While researching articles, I encounter too many interesting concepts. I don’t have enough years in my life to write an article about every one, so I seasonally curate them into lists. This is the spring 2023 list (the winter 2022 edition can be found here.)
In a world drowning in text, I’m a big fan of concision, so I’ve aimed to summarize each concept into tweet-length paragraphs. Most of these are new, but a couple have been taken from previous lists or my articles, as I felt they deserve a wider audience.
Obviously, these lists aren’t intended to give you a comprehensive view of each concept, but rather to offer its essence to provoke curiosity and hopefully prompt your own research. So please, regard each entry in this list not as a complete explanation but as an invitation into a fascinating rabbit hole.
The List
1. Dysrationalia:
Just because someone is intelligent, doesn’t mean their intelligence is pursuing intelligent goals. It’s possible to devote a genius-level intelligence to justifying idiotic opinions and behaviors. Tragically, a common fate of intellectuals.
2. Opinion Shopping:
Many who conduct research online ignore every source they disagree with till they find one they agree with, and then use this source as an authority to justify what they already believe. They don’t consider someone an expert unless they agree with them.
3. Grice’s Razor (aka Principle of Charity):
Most people are bad at expressing themselves, so don’t interpret their words literally, but rather by what they are most likely to mean. What they are most likely to mean is whatever the best possible interpretation of their words is.
4. The Opinion Pageant:
The rise of social media as the primary mode of interaction has caused us to overvalue opinions as a gauge of character. We are now defined more by what we say than what we actually do, and words, unlike deeds, are cheap and easy to counterfeit.
5. Godwin’s Law:
As an online discussion grows, the probability of a comparison to Nazis or Hitler approaches 100%.
Many people are quick to compare things to Nazi Germany because it’s the only history they know.

__RAW RECORDS__.

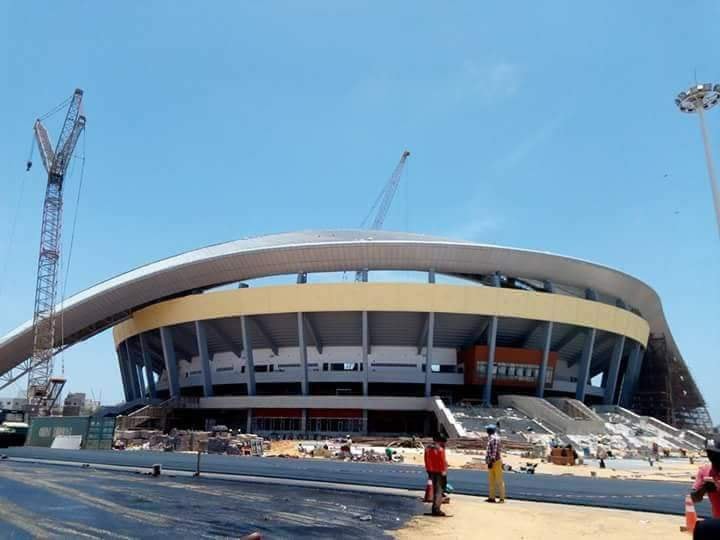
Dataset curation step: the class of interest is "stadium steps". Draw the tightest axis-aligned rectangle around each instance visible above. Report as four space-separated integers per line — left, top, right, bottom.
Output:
498 394 607 435
430 397 467 438
594 405 705 450
547 397 605 424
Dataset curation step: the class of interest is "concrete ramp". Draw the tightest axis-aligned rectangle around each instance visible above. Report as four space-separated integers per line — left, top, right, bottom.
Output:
430 397 467 438
547 397 605 424
498 395 607 435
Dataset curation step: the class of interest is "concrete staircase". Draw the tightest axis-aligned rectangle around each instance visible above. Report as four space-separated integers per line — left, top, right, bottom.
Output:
116 398 175 431
430 397 467 438
498 395 607 435
594 405 705 450
547 397 605 424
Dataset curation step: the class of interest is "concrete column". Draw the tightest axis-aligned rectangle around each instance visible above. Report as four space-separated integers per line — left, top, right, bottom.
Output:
425 311 435 397
117 346 133 402
140 333 157 399
535 321 553 397
195 321 213 397
297 311 310 396
603 336 625 405
133 363 147 398
160 326 180 398
575 328 597 401
361 311 370 396
620 342 643 408
125 340 142 399
483 272 500 405
240 315 256 396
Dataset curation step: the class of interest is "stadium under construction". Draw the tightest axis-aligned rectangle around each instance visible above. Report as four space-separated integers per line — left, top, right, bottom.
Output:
0 230 711 433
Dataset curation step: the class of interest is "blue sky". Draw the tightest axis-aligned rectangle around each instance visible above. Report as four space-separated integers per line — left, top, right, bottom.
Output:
0 0 720 421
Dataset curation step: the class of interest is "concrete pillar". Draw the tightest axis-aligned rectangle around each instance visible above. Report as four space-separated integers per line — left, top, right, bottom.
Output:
140 333 157 399
535 321 553 398
297 311 310 396
125 340 142 399
361 311 370 396
425 311 435 397
603 336 625 405
240 315 256 396
483 272 500 405
195 321 213 397
575 328 597 401
160 326 180 398
117 345 133 402
133 362 147 398
620 342 643 408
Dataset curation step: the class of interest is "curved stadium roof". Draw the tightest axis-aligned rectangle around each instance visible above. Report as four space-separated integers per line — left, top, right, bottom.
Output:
0 230 681 373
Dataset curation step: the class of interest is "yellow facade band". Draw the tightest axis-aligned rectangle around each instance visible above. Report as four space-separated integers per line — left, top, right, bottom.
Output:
113 283 650 346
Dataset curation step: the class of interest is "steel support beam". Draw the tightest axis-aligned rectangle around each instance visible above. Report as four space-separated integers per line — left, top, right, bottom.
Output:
361 311 370 396
195 321 213 397
620 342 644 409
465 319 490 347
297 311 310 396
575 328 597 401
417 313 430 354
160 326 180 398
135 364 147 398
125 339 142 399
249 317 278 356
535 321 553 397
425 311 435 397
207 324 243 359
138 333 157 399
303 313 322 354
552 326 583 352
603 336 625 405
483 272 500 406
240 315 256 396
117 347 133 402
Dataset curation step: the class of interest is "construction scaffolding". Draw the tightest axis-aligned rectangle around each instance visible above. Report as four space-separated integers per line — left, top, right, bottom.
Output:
632 334 713 434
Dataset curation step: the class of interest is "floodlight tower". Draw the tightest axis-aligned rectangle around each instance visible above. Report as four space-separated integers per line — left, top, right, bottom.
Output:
675 83 720 234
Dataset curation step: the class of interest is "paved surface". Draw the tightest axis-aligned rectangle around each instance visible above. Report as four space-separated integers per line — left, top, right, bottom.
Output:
0 461 423 539
2 447 710 517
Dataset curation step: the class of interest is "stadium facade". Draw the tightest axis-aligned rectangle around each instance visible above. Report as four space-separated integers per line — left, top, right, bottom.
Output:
0 230 710 432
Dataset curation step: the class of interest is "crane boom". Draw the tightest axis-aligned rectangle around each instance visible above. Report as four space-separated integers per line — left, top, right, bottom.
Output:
355 150 410 281
27 89 85 415
370 150 410 229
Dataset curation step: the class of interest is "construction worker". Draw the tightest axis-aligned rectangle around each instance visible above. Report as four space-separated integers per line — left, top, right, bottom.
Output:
690 440 720 519
485 424 505 503
425 433 448 516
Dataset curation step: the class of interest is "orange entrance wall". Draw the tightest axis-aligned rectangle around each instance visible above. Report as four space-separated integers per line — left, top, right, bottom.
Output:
458 345 558 387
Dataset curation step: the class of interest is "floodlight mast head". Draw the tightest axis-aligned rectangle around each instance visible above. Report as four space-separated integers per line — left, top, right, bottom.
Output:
675 83 720 235
675 83 720 113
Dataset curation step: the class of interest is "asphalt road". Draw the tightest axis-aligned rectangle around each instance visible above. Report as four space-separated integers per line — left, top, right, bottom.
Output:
2 447 710 517
0 460 424 540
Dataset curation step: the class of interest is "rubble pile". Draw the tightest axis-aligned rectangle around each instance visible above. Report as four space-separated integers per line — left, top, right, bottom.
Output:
113 426 270 455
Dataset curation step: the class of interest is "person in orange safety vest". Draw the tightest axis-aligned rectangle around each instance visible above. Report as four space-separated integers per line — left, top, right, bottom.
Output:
425 433 448 516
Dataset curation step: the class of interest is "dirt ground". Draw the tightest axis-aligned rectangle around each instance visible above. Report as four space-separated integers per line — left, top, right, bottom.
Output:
266 441 704 483
399 450 704 482
391 495 689 540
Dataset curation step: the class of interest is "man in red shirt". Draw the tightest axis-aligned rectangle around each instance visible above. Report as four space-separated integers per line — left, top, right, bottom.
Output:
425 433 447 516
690 440 720 519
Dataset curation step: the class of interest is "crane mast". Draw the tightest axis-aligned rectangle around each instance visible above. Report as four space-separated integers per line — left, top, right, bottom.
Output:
27 89 85 416
355 150 410 281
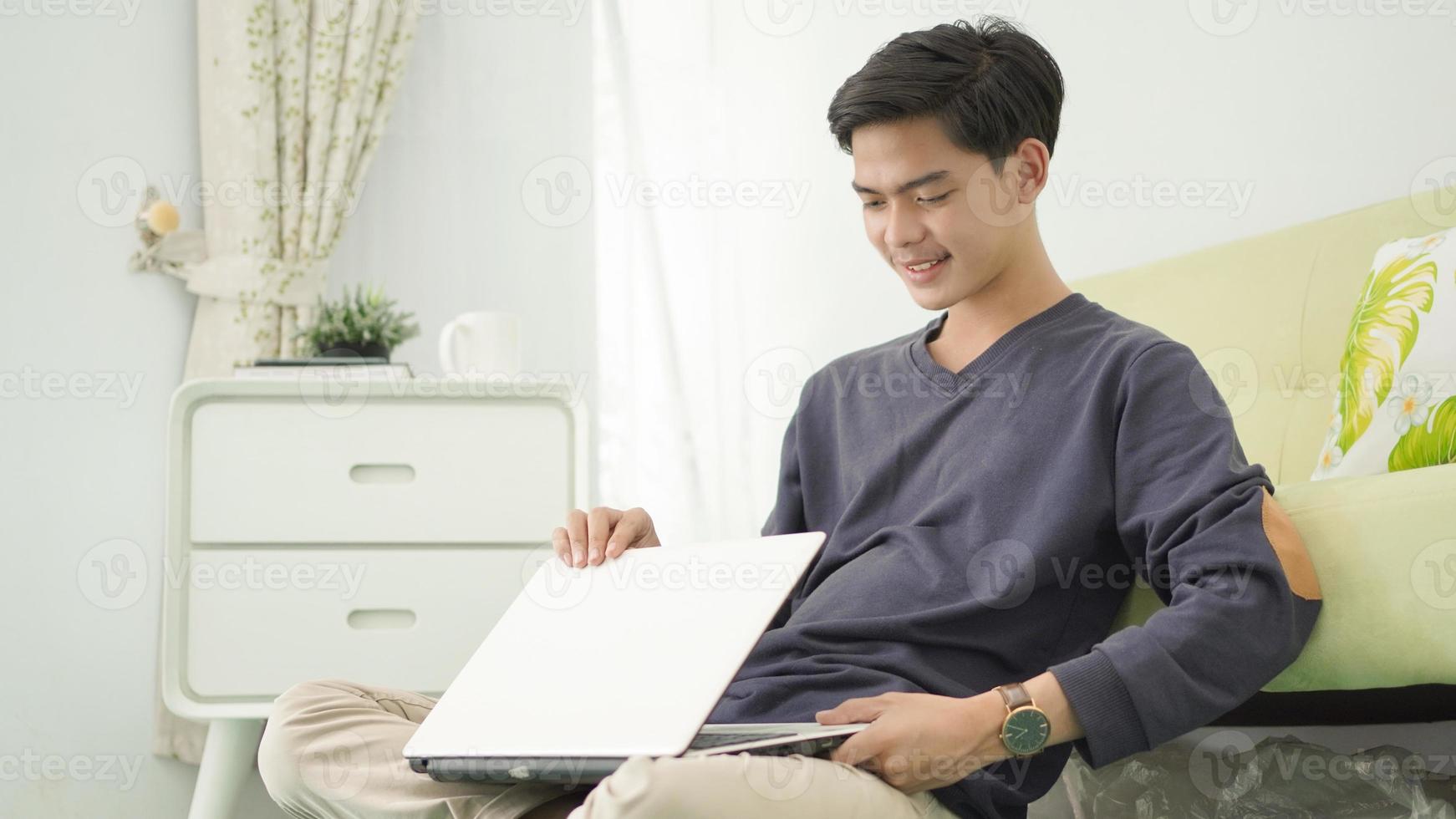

__PROMPT 1__.
Answer these questions on the list of concepts:
(a) Which season and year does the list cover?
(b) To what length does the writer aim to summarize each concept?
(c) Under Godwin's Law, what figure does the probability of a comparison to Nazis or Hitler approach as an online discussion grows?
__PROMPT 2__.
Extract every line of the records that contains the word "yellow". Case counts.
The list of concepts and the records bear no relation to each other.

__WORKED SOLUTION 1__.
(a) Spring 2023
(b) Tweet-length paragraphs
(c) 100%

__WORKED SOLUTION 2__.
Dataset curation step: the class of interest is "yellow facade band". Draw the tightest axis-aligned rectangle around each instance visible above. Report as four space-separated integers per line — left, top, right, bottom.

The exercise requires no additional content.